| INFORMAZIONI MOSTRATE |
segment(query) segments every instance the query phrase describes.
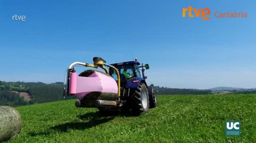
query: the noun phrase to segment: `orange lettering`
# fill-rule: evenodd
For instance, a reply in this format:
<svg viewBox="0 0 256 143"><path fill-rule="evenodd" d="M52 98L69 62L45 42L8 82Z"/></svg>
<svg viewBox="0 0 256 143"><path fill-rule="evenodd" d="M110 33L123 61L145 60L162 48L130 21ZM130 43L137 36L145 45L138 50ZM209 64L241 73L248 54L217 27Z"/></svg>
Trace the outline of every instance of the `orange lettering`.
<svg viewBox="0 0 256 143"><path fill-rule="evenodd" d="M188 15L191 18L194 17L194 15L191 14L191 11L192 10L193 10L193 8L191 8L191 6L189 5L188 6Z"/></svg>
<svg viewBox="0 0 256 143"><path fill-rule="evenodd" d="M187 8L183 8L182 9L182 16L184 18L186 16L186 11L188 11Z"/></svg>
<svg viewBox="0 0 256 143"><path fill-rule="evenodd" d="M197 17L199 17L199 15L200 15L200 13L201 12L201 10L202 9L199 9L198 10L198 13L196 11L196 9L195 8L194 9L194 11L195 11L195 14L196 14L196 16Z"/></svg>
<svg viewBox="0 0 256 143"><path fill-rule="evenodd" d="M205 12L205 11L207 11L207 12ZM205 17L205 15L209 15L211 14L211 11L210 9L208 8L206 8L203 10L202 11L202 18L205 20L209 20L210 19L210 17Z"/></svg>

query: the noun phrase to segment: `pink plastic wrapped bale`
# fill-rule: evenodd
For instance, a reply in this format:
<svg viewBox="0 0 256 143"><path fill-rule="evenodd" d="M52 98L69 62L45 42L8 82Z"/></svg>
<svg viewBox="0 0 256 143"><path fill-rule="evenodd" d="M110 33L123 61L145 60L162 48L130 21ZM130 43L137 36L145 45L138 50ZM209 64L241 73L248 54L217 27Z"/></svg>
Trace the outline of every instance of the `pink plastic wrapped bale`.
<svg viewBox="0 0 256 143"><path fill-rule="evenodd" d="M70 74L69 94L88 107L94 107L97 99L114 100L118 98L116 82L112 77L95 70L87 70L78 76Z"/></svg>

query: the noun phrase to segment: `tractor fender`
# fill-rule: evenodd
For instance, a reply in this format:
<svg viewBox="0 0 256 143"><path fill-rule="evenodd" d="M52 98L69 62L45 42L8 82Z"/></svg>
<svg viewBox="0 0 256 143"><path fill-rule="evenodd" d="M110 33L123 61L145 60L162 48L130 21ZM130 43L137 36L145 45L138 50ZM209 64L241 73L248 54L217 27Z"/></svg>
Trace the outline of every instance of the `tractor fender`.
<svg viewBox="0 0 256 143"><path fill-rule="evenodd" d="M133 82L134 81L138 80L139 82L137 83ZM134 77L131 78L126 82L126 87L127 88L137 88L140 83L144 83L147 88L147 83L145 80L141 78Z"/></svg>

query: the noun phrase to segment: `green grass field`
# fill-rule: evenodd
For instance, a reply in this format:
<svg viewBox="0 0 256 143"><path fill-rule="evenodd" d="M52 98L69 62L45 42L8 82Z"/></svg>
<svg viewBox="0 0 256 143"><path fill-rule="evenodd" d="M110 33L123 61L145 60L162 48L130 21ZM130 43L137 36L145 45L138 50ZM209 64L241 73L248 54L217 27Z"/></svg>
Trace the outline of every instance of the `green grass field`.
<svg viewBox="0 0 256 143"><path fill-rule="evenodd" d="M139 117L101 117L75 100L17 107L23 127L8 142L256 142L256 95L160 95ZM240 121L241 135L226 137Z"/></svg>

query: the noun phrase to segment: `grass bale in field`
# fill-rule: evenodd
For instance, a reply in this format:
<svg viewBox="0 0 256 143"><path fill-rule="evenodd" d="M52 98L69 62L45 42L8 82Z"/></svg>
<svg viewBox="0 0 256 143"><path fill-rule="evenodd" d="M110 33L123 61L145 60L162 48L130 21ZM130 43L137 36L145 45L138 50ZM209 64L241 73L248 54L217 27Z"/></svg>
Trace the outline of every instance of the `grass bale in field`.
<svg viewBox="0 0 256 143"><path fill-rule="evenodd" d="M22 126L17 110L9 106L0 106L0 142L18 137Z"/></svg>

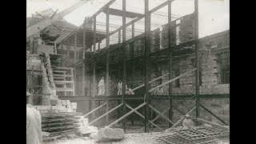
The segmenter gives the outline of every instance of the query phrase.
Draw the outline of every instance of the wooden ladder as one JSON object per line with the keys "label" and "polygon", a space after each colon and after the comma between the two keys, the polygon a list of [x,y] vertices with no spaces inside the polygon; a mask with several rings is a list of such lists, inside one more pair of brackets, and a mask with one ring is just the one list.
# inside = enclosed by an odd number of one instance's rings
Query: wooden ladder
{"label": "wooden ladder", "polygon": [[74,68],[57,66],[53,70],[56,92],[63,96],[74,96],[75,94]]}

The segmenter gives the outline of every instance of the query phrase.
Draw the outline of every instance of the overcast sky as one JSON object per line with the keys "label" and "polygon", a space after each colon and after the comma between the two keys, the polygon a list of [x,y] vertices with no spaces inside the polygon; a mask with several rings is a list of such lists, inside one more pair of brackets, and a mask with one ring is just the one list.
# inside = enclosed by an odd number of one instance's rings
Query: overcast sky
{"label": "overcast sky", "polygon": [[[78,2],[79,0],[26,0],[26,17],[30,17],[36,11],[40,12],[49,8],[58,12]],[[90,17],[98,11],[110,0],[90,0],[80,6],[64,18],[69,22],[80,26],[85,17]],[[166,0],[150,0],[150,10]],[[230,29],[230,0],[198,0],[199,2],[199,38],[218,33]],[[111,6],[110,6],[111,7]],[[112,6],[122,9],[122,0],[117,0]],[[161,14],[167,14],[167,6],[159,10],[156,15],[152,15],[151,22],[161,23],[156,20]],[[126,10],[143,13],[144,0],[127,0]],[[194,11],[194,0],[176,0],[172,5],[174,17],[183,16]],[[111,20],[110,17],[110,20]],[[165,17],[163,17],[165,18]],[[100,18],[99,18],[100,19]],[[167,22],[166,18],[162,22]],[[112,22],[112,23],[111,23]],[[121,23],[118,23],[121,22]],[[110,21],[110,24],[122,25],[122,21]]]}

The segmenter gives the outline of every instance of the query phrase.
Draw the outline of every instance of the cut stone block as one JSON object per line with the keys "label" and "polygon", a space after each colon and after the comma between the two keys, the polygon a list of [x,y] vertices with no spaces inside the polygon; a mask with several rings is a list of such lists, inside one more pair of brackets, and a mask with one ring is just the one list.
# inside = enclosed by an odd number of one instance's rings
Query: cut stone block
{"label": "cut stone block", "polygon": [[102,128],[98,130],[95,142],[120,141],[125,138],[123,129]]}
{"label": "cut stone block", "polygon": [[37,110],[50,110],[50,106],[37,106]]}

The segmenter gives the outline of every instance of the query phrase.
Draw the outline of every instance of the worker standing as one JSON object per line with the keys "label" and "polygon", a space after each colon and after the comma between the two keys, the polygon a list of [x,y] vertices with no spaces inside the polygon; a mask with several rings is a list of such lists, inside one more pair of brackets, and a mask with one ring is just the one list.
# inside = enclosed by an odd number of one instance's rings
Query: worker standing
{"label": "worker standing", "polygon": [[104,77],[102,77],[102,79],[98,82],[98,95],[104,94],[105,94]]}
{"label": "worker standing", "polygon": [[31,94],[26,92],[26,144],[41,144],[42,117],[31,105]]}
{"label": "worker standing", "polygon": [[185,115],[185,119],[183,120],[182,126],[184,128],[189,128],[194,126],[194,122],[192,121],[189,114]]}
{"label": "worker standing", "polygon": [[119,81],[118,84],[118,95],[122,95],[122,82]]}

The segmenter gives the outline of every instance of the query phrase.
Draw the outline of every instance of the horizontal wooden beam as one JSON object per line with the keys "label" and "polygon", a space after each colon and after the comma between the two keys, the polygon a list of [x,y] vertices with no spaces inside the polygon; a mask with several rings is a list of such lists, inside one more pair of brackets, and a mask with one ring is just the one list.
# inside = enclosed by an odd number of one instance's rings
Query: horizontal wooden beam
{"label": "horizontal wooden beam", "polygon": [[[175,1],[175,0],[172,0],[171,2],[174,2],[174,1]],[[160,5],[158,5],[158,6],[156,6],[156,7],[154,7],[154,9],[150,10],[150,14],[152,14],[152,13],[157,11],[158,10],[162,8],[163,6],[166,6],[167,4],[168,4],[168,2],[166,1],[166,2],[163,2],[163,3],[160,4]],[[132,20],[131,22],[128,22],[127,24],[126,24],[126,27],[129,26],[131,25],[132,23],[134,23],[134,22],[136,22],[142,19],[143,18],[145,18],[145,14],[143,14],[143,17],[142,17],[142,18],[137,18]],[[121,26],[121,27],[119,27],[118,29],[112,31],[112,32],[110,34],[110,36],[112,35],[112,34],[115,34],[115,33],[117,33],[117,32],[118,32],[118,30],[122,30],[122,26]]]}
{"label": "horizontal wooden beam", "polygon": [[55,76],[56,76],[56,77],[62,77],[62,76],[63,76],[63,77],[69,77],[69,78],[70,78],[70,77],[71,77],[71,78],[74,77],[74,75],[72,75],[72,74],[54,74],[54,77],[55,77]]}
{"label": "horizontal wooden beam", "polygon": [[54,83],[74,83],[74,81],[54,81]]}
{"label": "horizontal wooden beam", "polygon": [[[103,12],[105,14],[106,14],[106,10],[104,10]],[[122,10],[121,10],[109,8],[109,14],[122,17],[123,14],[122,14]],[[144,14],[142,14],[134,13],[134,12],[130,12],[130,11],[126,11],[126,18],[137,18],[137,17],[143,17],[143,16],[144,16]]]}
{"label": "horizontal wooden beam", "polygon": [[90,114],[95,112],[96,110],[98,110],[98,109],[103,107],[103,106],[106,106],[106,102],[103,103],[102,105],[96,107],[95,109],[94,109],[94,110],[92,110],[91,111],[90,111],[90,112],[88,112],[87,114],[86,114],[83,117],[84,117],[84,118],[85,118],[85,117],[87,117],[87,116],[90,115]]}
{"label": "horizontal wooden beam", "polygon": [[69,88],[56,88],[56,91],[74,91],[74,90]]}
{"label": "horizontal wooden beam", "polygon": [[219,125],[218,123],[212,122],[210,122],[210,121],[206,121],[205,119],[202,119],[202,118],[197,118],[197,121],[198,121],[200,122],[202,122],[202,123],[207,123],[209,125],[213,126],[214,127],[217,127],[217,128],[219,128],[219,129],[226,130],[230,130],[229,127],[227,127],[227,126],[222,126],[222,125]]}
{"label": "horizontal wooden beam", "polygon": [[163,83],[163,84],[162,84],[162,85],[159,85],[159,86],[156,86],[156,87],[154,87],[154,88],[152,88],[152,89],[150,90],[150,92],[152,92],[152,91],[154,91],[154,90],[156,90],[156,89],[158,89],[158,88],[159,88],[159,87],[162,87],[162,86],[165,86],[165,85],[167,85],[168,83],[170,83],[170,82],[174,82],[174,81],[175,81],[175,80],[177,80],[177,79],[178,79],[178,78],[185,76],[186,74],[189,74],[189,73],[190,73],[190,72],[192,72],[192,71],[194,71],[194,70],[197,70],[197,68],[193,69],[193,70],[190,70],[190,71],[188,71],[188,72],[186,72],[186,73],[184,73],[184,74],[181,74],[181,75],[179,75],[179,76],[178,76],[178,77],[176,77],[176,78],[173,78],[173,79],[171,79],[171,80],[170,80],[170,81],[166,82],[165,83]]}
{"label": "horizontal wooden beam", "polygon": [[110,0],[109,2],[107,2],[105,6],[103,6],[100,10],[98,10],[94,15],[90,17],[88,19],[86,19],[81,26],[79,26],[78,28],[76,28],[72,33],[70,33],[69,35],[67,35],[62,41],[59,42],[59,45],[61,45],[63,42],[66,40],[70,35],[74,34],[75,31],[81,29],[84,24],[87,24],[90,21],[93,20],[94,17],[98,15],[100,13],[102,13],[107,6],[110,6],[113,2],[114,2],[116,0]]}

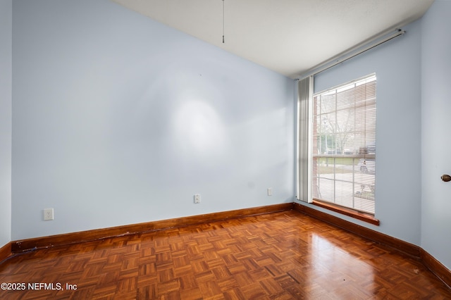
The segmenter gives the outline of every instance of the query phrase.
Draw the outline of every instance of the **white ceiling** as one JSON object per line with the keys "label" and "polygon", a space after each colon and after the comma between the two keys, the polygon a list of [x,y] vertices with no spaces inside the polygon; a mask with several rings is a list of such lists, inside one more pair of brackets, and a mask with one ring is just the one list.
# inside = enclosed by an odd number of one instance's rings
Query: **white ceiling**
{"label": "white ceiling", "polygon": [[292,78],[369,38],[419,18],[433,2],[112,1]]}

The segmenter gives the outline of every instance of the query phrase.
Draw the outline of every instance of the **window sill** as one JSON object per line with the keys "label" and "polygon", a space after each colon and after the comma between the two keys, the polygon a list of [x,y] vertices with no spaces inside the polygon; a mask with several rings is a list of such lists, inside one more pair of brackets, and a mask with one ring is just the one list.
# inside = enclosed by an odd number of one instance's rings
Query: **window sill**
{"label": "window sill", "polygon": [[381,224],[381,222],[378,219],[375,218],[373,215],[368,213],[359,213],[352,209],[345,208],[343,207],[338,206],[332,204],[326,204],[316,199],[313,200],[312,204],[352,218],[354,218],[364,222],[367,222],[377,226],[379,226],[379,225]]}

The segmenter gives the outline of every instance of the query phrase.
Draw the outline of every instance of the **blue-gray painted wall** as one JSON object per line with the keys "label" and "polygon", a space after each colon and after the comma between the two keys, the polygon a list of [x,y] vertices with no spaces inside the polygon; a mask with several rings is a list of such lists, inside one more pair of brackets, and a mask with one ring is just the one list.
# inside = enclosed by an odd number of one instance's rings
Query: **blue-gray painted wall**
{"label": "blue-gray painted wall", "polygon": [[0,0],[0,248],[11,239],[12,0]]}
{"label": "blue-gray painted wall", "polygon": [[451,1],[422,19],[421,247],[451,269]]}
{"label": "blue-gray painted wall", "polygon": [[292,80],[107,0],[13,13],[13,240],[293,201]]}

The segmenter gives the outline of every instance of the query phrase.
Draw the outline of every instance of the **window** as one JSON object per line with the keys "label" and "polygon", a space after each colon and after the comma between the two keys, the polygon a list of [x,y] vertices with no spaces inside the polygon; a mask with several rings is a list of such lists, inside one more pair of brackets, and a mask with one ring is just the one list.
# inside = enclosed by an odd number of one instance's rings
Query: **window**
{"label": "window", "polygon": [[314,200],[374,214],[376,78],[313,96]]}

| COMPITO DA SVOLGERE |
Individua nell'elenco qui sopra ogni riga che contiene la parola "wrapped" e ricopiala, distinguendo tra maiuscole e minuscole.

| SOLUZIONE DEL COMPITO |
query: the noun phrase to segment: `pink plastic wrapped bale`
Trace the outline of every instance of the `pink plastic wrapped bale`.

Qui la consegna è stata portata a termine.